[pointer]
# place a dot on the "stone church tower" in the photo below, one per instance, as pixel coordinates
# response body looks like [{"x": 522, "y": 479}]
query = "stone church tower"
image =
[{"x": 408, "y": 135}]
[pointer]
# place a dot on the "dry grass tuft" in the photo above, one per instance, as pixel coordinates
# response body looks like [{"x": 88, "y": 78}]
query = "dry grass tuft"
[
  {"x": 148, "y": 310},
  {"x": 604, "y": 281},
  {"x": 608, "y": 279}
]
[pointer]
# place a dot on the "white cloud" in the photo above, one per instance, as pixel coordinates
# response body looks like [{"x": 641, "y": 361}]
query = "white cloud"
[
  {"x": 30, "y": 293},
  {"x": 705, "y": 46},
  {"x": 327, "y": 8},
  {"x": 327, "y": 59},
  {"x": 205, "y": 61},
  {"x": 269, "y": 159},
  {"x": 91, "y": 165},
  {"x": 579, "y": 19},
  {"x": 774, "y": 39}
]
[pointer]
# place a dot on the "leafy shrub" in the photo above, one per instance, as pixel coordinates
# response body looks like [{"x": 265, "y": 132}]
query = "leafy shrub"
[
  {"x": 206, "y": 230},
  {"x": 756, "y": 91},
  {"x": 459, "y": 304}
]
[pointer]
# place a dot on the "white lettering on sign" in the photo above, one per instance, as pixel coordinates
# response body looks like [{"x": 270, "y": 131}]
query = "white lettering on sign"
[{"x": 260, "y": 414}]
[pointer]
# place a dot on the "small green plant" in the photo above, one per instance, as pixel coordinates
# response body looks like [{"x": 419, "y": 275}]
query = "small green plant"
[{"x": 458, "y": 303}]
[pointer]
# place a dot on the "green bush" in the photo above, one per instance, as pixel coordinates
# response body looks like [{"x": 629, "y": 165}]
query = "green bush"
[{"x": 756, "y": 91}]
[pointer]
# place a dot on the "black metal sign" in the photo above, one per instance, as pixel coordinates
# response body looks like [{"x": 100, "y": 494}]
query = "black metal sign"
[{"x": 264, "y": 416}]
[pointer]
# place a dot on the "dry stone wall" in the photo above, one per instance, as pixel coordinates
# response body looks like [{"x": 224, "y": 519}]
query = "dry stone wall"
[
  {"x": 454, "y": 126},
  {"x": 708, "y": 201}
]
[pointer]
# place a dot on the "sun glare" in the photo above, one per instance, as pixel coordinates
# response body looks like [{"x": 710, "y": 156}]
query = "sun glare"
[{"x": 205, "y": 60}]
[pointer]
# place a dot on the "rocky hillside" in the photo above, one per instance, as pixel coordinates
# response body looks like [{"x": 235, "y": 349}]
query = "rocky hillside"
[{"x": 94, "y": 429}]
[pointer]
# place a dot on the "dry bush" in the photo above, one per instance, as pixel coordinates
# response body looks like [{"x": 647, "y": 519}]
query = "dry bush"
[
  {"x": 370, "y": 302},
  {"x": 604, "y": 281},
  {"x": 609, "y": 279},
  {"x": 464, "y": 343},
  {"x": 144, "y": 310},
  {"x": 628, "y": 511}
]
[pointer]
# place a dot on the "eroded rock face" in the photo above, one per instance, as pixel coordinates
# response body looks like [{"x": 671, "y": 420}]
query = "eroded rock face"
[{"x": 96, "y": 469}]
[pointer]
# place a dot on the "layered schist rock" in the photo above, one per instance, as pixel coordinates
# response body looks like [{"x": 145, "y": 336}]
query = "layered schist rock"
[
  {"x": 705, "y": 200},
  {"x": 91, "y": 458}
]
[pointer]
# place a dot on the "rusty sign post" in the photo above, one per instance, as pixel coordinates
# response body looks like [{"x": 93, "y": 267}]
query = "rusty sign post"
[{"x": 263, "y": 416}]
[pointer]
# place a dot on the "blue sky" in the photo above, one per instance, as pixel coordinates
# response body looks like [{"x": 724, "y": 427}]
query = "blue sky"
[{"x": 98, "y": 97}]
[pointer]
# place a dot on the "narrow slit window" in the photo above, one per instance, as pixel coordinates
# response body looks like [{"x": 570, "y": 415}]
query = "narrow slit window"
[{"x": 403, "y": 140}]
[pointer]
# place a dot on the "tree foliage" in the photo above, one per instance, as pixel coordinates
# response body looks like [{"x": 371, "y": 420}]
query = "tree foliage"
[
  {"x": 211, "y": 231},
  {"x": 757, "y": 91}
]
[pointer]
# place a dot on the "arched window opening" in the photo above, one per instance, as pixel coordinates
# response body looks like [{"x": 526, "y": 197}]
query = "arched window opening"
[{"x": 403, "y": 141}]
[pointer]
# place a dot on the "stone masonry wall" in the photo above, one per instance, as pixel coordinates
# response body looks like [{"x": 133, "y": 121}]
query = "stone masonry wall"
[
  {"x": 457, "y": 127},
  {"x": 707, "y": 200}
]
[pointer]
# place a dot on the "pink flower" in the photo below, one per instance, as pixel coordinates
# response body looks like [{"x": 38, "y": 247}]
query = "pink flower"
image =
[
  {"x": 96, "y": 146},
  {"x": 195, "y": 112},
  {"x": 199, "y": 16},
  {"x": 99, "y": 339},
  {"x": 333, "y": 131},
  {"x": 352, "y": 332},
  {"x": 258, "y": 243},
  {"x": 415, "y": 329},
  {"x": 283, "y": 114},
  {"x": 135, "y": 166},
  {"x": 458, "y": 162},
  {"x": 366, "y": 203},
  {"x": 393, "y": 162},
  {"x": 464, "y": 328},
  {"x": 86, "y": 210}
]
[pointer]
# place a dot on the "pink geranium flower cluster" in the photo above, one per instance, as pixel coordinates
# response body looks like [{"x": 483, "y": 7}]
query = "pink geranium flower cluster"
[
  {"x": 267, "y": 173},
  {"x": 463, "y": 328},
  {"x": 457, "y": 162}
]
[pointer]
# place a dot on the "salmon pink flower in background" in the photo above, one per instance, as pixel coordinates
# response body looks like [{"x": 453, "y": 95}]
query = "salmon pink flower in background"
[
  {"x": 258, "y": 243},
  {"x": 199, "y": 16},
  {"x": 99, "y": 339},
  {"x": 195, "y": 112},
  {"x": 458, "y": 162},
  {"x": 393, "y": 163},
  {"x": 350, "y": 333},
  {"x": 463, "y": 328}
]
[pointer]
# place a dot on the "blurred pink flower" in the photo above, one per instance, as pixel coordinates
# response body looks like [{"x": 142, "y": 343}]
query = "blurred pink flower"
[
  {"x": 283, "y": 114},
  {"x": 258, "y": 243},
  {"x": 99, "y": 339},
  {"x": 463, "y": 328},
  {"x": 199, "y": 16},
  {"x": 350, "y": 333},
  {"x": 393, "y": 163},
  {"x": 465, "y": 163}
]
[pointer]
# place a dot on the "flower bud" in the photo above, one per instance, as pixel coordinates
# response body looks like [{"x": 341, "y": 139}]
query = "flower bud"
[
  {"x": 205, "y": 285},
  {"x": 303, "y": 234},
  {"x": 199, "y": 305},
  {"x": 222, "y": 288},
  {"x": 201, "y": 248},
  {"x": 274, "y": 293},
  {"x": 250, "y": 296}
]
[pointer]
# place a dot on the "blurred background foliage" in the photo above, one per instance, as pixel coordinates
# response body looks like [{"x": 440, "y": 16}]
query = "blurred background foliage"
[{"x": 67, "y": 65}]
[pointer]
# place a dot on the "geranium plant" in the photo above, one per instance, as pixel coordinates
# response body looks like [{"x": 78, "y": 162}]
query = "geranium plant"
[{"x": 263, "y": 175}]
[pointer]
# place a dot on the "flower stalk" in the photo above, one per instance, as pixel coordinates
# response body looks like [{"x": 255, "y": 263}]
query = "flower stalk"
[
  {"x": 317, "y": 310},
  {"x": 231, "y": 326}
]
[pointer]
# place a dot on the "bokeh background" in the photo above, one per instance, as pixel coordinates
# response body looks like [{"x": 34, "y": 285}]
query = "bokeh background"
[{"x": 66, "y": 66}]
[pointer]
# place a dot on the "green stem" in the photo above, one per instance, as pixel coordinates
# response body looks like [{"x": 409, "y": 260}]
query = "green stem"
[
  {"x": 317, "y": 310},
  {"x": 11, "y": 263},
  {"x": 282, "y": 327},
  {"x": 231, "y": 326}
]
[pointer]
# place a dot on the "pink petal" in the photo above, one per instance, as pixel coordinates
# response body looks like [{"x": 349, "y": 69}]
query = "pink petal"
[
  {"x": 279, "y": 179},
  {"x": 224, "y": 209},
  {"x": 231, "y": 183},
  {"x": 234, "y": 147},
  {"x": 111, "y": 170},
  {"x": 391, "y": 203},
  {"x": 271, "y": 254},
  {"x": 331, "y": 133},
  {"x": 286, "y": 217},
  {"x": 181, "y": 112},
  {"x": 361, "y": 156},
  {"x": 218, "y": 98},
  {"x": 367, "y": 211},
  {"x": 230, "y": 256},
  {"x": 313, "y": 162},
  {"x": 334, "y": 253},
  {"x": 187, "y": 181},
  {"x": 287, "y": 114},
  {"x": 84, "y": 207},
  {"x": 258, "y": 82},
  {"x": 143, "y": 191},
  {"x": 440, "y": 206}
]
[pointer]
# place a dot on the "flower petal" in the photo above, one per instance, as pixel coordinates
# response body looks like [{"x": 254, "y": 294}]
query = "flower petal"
====================
[Cosa fare]
Quali righe, fra quelle qui sopra, contengono la stringa "blurred"? Riportale tutte.

[Risposta al compito]
# place a dot on the "blurred pink flower" in the photo above, one per instance, as pixel coordinates
query = "blurred pink flower"
# place a dot on the "blurred background foliage" in the photo above, one per instance, as pixel coordinates
query = "blurred background foliage"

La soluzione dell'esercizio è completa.